*What you will do*
Give back every entry below, exactly as written.

[Records contained in a dataset]
-- -- --

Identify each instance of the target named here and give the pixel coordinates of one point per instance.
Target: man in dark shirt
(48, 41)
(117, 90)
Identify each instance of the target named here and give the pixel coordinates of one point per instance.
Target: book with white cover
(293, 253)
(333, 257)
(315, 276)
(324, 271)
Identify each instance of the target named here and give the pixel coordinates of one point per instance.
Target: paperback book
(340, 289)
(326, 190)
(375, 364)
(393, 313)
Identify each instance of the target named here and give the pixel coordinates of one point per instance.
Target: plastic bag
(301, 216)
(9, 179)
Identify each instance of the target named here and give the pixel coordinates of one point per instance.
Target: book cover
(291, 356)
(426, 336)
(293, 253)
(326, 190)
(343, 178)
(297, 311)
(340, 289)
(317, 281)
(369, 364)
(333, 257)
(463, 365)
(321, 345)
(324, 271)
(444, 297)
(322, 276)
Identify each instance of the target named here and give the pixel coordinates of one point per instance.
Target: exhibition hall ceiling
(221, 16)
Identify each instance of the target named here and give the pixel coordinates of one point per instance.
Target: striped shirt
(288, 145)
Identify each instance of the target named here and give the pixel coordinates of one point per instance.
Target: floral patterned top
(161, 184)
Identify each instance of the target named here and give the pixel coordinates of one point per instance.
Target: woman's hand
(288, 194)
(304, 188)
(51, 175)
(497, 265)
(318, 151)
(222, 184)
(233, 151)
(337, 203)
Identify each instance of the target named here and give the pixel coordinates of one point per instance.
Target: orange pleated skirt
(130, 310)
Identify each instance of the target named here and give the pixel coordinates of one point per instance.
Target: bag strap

-- -- --

*Exercise output*
Identify each instance of the target named here and give the pixel coordinates of one point per instance.
Target: man in dark shirt
(48, 41)
(117, 90)
Identify each instance of the target named here and give the pixel coordinates of one point per instance.
Target: book with white cover
(293, 253)
(333, 257)
(315, 276)
(324, 271)
Identify each instance of the target named here and give the pixel coordinates of one point per instance.
Target: paperback book
(340, 289)
(326, 190)
(375, 364)
(393, 313)
Identify each instance of the target named here and give the pixel coordinates of one point per instance.
Target: plastic bag
(301, 216)
(9, 179)
Identify each instance of the target named here and give the pixel coordinates of one point per instance.
Target: book cover
(291, 356)
(426, 336)
(293, 253)
(326, 190)
(343, 178)
(297, 311)
(340, 289)
(317, 281)
(369, 364)
(333, 257)
(463, 365)
(321, 345)
(324, 271)
(444, 297)
(322, 276)
Identify each instance of the target named here and give the pixel coordinates of one point per instance.
Target: exhibition hall ceiling
(221, 16)
Identify each instance of the target named here and give the pixel coordinates of one point per instance.
Target: striped shirt
(288, 145)
Identify each instance of the target named here and give the pixel coordinates of one point per instance.
Target: floral patterned top
(161, 184)
Identify each instance of the target named here and give the pixel coordinates of one point per instance.
Target: woman's hand
(288, 194)
(304, 188)
(51, 175)
(497, 265)
(318, 151)
(222, 184)
(233, 151)
(337, 203)
Identify each instance of the target named here and give the pixel coordinates of one point per instance.
Target: orange pleated skirt
(130, 310)
Identify each instance of the target named here and give the pixel coordinates of one point per instance.
Target: bag strap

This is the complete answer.